» WHAT IS REQUIRED
Which lines in the records below contain the word "football"? Copy out each of them.
** start RECORD SET **
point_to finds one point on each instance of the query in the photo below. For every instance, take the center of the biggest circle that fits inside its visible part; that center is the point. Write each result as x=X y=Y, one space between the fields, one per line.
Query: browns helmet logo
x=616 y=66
** end RECORD SET **
** start RECORD SET **
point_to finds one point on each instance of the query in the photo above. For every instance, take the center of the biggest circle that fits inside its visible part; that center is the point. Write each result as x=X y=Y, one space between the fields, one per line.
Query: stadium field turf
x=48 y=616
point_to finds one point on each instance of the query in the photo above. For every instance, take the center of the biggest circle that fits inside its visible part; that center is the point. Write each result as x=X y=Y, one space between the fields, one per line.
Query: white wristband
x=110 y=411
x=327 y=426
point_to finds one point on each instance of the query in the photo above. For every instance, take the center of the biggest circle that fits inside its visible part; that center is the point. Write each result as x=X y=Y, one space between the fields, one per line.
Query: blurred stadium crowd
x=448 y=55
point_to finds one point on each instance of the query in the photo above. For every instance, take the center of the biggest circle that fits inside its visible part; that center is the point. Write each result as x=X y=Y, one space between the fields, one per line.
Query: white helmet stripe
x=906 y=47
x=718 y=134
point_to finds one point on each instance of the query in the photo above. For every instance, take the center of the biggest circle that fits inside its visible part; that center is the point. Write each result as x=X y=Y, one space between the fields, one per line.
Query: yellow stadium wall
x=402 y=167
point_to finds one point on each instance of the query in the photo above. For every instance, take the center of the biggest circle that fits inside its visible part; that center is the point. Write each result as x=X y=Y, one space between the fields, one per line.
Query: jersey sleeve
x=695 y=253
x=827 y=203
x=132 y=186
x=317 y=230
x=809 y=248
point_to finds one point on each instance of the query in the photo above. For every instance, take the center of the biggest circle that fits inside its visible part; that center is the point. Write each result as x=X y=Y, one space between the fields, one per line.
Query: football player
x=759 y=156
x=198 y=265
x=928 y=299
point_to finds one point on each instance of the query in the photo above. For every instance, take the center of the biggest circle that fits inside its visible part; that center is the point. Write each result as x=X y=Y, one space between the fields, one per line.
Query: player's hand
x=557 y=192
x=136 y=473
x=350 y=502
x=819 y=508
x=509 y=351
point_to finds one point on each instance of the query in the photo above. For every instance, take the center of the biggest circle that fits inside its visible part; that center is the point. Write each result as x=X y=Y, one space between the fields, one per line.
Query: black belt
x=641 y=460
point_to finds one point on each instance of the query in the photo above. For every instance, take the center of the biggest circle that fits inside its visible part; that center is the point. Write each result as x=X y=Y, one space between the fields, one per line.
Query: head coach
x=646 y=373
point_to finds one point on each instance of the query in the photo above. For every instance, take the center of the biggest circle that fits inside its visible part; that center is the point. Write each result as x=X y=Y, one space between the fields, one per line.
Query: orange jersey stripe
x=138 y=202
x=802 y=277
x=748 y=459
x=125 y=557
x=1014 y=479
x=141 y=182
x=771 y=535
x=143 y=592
** end RECORD SET **
** start RECORD SET **
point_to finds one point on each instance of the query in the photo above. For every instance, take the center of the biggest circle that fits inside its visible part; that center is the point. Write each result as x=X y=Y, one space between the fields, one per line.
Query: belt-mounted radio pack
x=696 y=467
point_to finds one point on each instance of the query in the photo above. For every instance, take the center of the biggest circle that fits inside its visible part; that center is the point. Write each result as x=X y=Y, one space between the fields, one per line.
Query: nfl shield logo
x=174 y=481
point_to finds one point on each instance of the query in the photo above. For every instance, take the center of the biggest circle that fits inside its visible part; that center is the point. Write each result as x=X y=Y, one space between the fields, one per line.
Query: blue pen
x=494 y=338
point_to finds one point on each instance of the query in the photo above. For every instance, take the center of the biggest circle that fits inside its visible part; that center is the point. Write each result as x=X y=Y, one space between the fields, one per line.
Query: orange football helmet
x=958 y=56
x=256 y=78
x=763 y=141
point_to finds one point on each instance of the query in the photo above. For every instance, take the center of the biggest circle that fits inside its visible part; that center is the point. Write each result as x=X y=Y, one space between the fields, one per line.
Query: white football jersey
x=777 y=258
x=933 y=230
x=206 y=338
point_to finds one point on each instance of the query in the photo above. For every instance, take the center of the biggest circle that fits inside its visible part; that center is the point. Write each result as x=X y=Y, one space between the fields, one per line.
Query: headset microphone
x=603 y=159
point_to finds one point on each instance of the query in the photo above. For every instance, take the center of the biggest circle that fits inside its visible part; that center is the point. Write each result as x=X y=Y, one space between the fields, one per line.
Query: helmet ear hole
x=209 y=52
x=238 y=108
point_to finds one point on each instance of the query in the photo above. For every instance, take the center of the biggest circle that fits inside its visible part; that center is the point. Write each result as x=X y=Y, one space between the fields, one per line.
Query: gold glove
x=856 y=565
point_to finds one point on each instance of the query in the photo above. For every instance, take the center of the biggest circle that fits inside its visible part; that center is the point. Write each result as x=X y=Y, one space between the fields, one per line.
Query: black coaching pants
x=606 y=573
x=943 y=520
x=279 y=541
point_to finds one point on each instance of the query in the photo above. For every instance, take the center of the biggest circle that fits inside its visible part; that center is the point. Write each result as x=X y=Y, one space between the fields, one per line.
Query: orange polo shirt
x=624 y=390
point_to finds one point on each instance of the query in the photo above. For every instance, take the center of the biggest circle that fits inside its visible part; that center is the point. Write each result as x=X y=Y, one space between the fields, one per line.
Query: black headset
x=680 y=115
** end RECORD SET **
» RESULT
Query: football player
Query: orange football helmet
Query: white football jersey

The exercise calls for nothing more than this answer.